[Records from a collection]
···

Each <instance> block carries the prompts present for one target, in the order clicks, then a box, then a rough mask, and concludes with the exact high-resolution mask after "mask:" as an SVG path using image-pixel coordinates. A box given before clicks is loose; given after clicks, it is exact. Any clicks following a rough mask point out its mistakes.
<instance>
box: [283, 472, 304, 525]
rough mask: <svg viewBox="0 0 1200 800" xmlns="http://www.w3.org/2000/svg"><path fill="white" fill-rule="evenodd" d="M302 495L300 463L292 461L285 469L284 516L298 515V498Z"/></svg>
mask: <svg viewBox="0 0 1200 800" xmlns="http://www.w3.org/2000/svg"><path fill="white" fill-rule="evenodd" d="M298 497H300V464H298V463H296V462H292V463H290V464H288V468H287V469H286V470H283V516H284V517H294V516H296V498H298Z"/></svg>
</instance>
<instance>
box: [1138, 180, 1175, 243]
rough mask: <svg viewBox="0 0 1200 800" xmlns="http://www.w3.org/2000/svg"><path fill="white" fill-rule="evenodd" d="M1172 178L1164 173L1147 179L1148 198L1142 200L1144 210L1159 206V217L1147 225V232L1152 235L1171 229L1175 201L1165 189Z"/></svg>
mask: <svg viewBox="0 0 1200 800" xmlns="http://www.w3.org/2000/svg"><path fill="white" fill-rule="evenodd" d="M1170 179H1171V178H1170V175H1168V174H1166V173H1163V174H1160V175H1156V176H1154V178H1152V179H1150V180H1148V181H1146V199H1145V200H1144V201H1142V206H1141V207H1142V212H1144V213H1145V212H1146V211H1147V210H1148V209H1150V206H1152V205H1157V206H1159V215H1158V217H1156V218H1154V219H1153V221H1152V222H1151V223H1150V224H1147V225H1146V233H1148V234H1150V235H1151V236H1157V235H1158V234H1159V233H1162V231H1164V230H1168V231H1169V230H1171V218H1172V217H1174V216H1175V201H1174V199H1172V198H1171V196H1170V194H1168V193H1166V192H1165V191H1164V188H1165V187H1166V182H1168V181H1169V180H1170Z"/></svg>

···

**TASK TO COMPLETE**
What is wanted is the complete set of entries, returned verbatim.

**ANSWER FOR THIS EXERCISE**
Each <instance> block carries the prompts present for one target, in the order clicks, then a box, then a rough mask, and concludes with the exact high-resolution mask after "mask:" as an SVG path using image-pixel coordinates. A box given before clicks is loose; given after clicks, it is exact. Any clicks following a rough mask point out its mistakes.
<instance>
box: [283, 472, 304, 525]
rough mask: <svg viewBox="0 0 1200 800" xmlns="http://www.w3.org/2000/svg"><path fill="white" fill-rule="evenodd" d="M302 495L300 463L292 461L285 469L284 516L298 515V498Z"/></svg>
mask: <svg viewBox="0 0 1200 800" xmlns="http://www.w3.org/2000/svg"><path fill="white" fill-rule="evenodd" d="M298 497H300V464H298V463H296V462H292V463H290V464H288V468H287V469H286V470H283V516H284V517H294V516H296V498H298Z"/></svg>
</instance>
<instance>
box: [1138, 180, 1175, 243]
rough mask: <svg viewBox="0 0 1200 800" xmlns="http://www.w3.org/2000/svg"><path fill="white" fill-rule="evenodd" d="M1172 178L1164 173L1147 179L1148 198L1142 200L1144 210L1159 206V217L1147 225V232L1152 235L1171 229L1175 201L1165 189Z"/></svg>
mask: <svg viewBox="0 0 1200 800" xmlns="http://www.w3.org/2000/svg"><path fill="white" fill-rule="evenodd" d="M1170 179H1171V178H1170V175H1168V174H1166V173H1163V174H1160V175H1156V176H1154V178H1152V179H1150V180H1148V181H1146V199H1145V200H1144V201H1142V206H1141V207H1142V212H1144V213H1145V212H1146V211H1147V210H1148V209H1150V206H1152V205H1157V206H1159V215H1158V217H1156V218H1154V219H1153V221H1152V222H1151V223H1150V224H1147V225H1146V233H1148V234H1150V235H1151V236H1157V235H1158V234H1159V233H1162V231H1164V230H1168V231H1169V230H1171V218H1172V217H1174V216H1175V201H1174V199H1172V198H1171V196H1170V194H1168V193H1166V192H1165V191H1164V188H1165V187H1166V182H1168V181H1169V180H1170Z"/></svg>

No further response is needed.